▶ Problem details
Omit all pictures and give the records below again exactly as written.

(Referring expression pointing data)
□ □ □

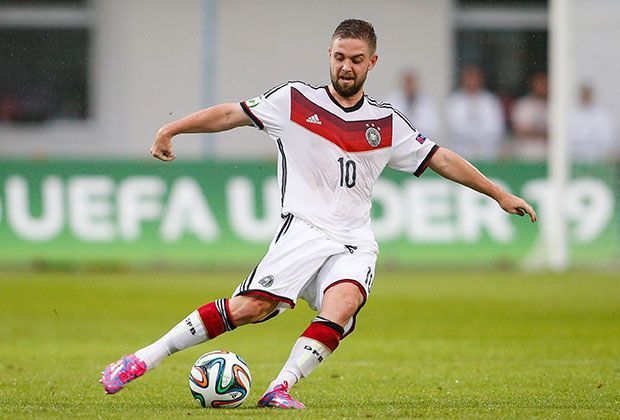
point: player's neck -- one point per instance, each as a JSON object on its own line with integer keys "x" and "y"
{"x": 346, "y": 102}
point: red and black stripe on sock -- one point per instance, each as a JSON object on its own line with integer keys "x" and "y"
{"x": 325, "y": 332}
{"x": 216, "y": 317}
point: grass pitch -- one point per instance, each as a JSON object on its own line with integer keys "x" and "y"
{"x": 427, "y": 344}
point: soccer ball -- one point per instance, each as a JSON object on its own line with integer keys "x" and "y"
{"x": 220, "y": 379}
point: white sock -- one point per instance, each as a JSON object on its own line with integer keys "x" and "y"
{"x": 186, "y": 333}
{"x": 305, "y": 357}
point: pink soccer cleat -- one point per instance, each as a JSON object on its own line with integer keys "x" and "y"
{"x": 280, "y": 398}
{"x": 117, "y": 375}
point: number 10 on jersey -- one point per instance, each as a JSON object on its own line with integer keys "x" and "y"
{"x": 348, "y": 171}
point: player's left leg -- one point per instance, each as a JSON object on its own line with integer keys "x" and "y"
{"x": 340, "y": 303}
{"x": 338, "y": 293}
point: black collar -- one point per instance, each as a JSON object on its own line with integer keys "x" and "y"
{"x": 355, "y": 107}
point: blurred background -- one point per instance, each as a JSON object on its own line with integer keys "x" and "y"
{"x": 85, "y": 84}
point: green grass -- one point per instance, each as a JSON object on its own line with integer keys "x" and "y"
{"x": 430, "y": 345}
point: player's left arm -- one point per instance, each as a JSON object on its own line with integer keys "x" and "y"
{"x": 453, "y": 167}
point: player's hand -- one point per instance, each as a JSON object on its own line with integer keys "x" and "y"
{"x": 162, "y": 147}
{"x": 515, "y": 205}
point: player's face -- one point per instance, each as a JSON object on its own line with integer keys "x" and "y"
{"x": 350, "y": 59}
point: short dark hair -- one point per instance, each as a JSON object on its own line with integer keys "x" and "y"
{"x": 358, "y": 29}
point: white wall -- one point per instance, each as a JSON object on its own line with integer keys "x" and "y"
{"x": 147, "y": 64}
{"x": 595, "y": 50}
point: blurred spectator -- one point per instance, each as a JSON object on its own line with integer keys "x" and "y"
{"x": 416, "y": 105}
{"x": 475, "y": 119}
{"x": 591, "y": 130}
{"x": 529, "y": 120}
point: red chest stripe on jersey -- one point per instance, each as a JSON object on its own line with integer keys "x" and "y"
{"x": 348, "y": 135}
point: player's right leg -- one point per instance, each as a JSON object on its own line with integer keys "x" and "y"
{"x": 205, "y": 323}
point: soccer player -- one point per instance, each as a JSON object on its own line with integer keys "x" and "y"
{"x": 333, "y": 143}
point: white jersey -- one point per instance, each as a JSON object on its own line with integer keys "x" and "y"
{"x": 330, "y": 157}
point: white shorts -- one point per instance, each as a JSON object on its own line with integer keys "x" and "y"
{"x": 302, "y": 262}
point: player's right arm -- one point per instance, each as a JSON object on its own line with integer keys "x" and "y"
{"x": 210, "y": 120}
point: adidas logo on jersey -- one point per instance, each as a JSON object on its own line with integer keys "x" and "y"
{"x": 314, "y": 119}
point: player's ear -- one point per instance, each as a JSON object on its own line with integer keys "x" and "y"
{"x": 373, "y": 61}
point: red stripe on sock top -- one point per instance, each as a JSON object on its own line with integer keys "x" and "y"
{"x": 324, "y": 334}
{"x": 212, "y": 320}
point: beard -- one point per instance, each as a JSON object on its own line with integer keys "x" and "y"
{"x": 350, "y": 90}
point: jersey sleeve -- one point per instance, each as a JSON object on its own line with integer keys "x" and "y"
{"x": 270, "y": 111}
{"x": 411, "y": 150}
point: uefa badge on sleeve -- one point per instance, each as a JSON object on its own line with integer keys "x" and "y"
{"x": 373, "y": 136}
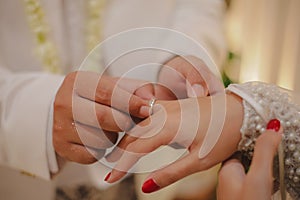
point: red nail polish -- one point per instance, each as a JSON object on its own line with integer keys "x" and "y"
{"x": 107, "y": 176}
{"x": 150, "y": 186}
{"x": 274, "y": 124}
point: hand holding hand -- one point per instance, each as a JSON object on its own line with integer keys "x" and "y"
{"x": 186, "y": 77}
{"x": 257, "y": 184}
{"x": 90, "y": 109}
{"x": 184, "y": 123}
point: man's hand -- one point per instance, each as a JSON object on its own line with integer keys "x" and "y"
{"x": 186, "y": 77}
{"x": 90, "y": 110}
{"x": 234, "y": 184}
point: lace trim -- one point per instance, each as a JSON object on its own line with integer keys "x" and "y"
{"x": 263, "y": 102}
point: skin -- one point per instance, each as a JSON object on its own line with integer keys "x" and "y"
{"x": 88, "y": 113}
{"x": 234, "y": 184}
{"x": 189, "y": 164}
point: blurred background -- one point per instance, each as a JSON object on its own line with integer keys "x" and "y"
{"x": 264, "y": 42}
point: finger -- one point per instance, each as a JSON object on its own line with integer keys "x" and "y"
{"x": 162, "y": 92}
{"x": 132, "y": 154}
{"x": 200, "y": 75}
{"x": 145, "y": 91}
{"x": 78, "y": 153}
{"x": 149, "y": 132}
{"x": 170, "y": 174}
{"x": 100, "y": 116}
{"x": 105, "y": 90}
{"x": 93, "y": 137}
{"x": 231, "y": 178}
{"x": 260, "y": 175}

□ □ □

▶ The answer
point: player's neck -- one point per instance, each as a JSON object on its own line with integer keys "x" and "y"
{"x": 346, "y": 102}
point: red and black stripe on sock -- one point per instance, each as a JSON object on its own line with integer keys "x" and "y"
{"x": 325, "y": 332}
{"x": 216, "y": 317}
point: grass pitch -- one point per instance, each as a JSON object on its own line with integer keys "x" and "y"
{"x": 427, "y": 344}
point: soccer ball -- one point per instance, each as a JSON object on its own line with integer keys "x" and "y"
{"x": 220, "y": 379}
point: white sock -- one point per instance, each as a JSON object on its own line with integer keys "x" and "y"
{"x": 186, "y": 333}
{"x": 305, "y": 357}
point: pink soccer cleat -- one point per instance, each as a JSON object on its own line with integer keys "x" and "y"
{"x": 280, "y": 398}
{"x": 117, "y": 375}
point: number 10 on jersey -- one point per instance, each as a JSON object on its own line with integer keys "x" and "y"
{"x": 348, "y": 171}
point: player's left leg -- one point per instance, each as a JSON object on its own line with integer keys "x" and "y"
{"x": 340, "y": 303}
{"x": 338, "y": 293}
point: black collar -- one point per instance, each as a JSON object on its own line with integer keys "x" and "y"
{"x": 355, "y": 107}
point: blurred background -- one point per instance, each as a JSON object on its own line with integer keys "x" and "y"
{"x": 85, "y": 84}
point: green grass -- one point per instance, each as a JSON object on its own line with integer keys "x" and "y"
{"x": 430, "y": 345}
point: player's left arm -- one point per instance, each as a JSON object on its own line with integer keys "x" and "y"
{"x": 453, "y": 167}
point: player's hand -- one point per instance, each as a JSON object on its own line with integer keys "x" and "y"
{"x": 162, "y": 147}
{"x": 515, "y": 205}
point: player's face -- one point per instance, each as a JSON object on its own line with integer keys "x" and "y"
{"x": 350, "y": 59}
point: short dark hair -- one point per instance, each as a JSON object on its own line with integer keys "x" and "y"
{"x": 358, "y": 29}
point: white wall -- one point per instance, each as a JSON object on its own line with integer keys "x" and "y"
{"x": 147, "y": 64}
{"x": 595, "y": 50}
point: blurred spectator -- one point per instance, each as a JSON object on its own line with integer keys "x" and "y"
{"x": 416, "y": 105}
{"x": 475, "y": 119}
{"x": 591, "y": 130}
{"x": 529, "y": 120}
point: red chest stripe on jersey -- one point per instance, each as a JSON object on its own line with integer keys "x" and "y"
{"x": 348, "y": 135}
point: player's right leg -- one point per instance, each as a JSON object on its own line with integer keys "x" and "y"
{"x": 205, "y": 323}
point: soccer player -- one point per instance, each as a JSON object on its own line with integer keys "x" and "y"
{"x": 333, "y": 143}
point: white jersey -- one point per instance, each as a JSON object on its own line with integer keys "x" and "y"
{"x": 330, "y": 157}
point: white shorts -- one point per instance, each as a JSON object on its own line with integer keys "x" and "y"
{"x": 302, "y": 262}
point: player's right arm -- one point per instance, each as a JSON object on its own line with integer keys "x" and "y"
{"x": 210, "y": 120}
point: adidas logo on jersey -- one point per instance, each as a JSON object on its own line with integer keys "x" and "y"
{"x": 314, "y": 119}
point: player's ear -- one point per instance, each as a JSON object on its own line with integer keys "x" and "y"
{"x": 373, "y": 61}
point: red stripe on sock top -- one point per instance, each as a JSON object on its own line with integer keys "x" and "y"
{"x": 324, "y": 334}
{"x": 212, "y": 320}
point: beard -- one point per instance, each as a JSON object on its own line with integer keys "x" and "y"
{"x": 350, "y": 90}
point: jersey sleeve -- one point per instance, each as a JSON object on its own line with integer keys "x" and "y"
{"x": 270, "y": 111}
{"x": 411, "y": 150}
point: uefa badge on sleeve -- one point per instance, each as a JSON object on its own line with integer keys "x" and "y"
{"x": 373, "y": 136}
point: red nail polish -- one point per instance, each as a JSON object on its own line with integer keys "x" and "y"
{"x": 107, "y": 176}
{"x": 150, "y": 186}
{"x": 274, "y": 124}
point: hand holding hand -- one point per instance, each as a JSON object on its own line with integer keys "x" and "y"
{"x": 186, "y": 77}
{"x": 257, "y": 184}
{"x": 90, "y": 109}
{"x": 184, "y": 123}
point: man's hand -- one point per instance, each as a JSON object on its own line with integer keys "x" and "y"
{"x": 186, "y": 77}
{"x": 90, "y": 110}
{"x": 234, "y": 184}
point: lace trim -- one point per instance, each as a JSON object on its own line with integer keys "x" and "y"
{"x": 263, "y": 102}
point: skin -- one point per instance, each as a JSON object on its own line with integer keys "x" and "y"
{"x": 88, "y": 113}
{"x": 234, "y": 184}
{"x": 189, "y": 164}
point: blurred background -- one point per instance, each as a JSON object on its own line with integer keys "x" and "y"
{"x": 264, "y": 42}
point: finger -- one point per instance, each as a JSON object on its own line with integer keys "x" and "y"
{"x": 162, "y": 92}
{"x": 132, "y": 154}
{"x": 200, "y": 75}
{"x": 145, "y": 91}
{"x": 78, "y": 153}
{"x": 149, "y": 132}
{"x": 170, "y": 174}
{"x": 100, "y": 116}
{"x": 105, "y": 90}
{"x": 93, "y": 137}
{"x": 231, "y": 178}
{"x": 260, "y": 175}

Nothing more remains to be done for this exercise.